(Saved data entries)
☆ ☆ ☆ ☆ ☆
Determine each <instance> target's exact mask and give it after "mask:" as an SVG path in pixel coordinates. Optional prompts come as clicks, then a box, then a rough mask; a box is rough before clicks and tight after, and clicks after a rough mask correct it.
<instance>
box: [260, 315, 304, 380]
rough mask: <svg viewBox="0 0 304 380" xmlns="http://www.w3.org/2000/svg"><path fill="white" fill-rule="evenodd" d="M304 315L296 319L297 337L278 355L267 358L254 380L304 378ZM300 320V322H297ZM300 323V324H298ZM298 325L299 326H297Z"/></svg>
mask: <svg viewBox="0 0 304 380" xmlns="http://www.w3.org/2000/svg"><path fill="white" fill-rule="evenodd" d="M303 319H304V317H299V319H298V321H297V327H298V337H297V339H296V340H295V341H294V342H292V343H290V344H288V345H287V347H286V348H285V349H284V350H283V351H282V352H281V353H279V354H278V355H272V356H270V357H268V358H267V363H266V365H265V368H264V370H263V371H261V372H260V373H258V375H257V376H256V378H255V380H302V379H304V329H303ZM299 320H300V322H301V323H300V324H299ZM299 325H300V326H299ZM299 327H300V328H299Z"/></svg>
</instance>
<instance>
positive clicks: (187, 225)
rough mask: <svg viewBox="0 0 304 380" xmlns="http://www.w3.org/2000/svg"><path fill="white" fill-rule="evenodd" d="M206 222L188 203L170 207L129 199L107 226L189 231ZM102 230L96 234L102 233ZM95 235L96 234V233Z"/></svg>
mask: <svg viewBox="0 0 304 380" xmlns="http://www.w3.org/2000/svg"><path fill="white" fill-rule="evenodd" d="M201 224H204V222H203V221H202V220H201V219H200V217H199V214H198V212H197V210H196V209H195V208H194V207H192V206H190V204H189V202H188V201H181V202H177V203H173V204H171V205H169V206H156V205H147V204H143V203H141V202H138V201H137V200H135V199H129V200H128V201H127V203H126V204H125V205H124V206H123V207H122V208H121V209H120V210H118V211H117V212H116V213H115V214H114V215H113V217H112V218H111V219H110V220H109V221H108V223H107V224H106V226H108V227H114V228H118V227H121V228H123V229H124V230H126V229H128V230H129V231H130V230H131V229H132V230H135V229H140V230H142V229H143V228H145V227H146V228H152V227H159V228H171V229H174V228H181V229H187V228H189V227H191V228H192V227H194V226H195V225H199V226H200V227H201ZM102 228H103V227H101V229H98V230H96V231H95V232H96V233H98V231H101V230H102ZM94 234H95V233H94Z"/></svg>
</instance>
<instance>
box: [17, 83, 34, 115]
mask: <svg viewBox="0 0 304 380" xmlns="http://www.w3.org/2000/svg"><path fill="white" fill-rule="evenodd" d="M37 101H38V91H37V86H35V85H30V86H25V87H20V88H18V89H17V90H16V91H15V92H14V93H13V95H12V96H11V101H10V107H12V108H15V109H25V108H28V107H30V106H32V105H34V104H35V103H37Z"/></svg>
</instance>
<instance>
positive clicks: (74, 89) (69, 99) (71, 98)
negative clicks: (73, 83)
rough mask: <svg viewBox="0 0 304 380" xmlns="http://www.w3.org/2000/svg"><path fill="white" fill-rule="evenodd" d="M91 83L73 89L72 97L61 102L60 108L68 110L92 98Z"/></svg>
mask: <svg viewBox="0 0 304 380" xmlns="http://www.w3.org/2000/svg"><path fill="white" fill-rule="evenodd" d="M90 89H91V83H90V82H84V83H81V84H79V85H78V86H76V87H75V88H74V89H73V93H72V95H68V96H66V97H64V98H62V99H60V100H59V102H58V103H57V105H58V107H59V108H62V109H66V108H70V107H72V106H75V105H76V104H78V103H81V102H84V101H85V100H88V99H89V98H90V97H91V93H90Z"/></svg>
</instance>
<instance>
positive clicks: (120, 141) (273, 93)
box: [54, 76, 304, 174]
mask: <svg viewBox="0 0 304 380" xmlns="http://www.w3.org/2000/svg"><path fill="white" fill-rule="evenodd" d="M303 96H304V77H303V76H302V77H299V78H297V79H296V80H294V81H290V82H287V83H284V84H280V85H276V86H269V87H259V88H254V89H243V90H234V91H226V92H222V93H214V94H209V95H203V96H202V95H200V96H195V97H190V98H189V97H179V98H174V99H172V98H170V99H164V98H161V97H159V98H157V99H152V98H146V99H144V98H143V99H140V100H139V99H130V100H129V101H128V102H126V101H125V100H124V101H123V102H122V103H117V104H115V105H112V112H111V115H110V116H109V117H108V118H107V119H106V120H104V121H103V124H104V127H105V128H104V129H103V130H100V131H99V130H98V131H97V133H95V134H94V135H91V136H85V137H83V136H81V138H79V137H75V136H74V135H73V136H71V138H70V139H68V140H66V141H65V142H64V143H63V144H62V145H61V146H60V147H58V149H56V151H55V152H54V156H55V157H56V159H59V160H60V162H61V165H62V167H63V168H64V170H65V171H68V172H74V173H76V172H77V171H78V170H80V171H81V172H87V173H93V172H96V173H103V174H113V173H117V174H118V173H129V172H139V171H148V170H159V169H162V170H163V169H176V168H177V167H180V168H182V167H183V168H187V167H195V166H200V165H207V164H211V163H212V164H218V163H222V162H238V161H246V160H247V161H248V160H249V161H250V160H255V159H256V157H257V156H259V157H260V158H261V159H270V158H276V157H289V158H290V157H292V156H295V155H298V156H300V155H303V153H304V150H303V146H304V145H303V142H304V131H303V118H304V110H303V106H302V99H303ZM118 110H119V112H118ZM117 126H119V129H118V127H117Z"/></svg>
☆ ☆ ☆ ☆ ☆
→ WHAT YOU HAVE TO DO: The answer consists of every line above in which the word "clicks" occurs.

→ TASK RESULT:
Determine each <instance> target's exact mask and give it after "mask:" as an SVG path in pixel coordinates. Optional prompts come as clicks, then a box, then a rough mask; a box is rough before clicks and tight after, and clicks after a rough mask correct it.
positive clicks: (187, 225)
positive clicks: (74, 89) (69, 99) (71, 98)
negative clicks: (73, 83)
positive clicks: (120, 141) (273, 93)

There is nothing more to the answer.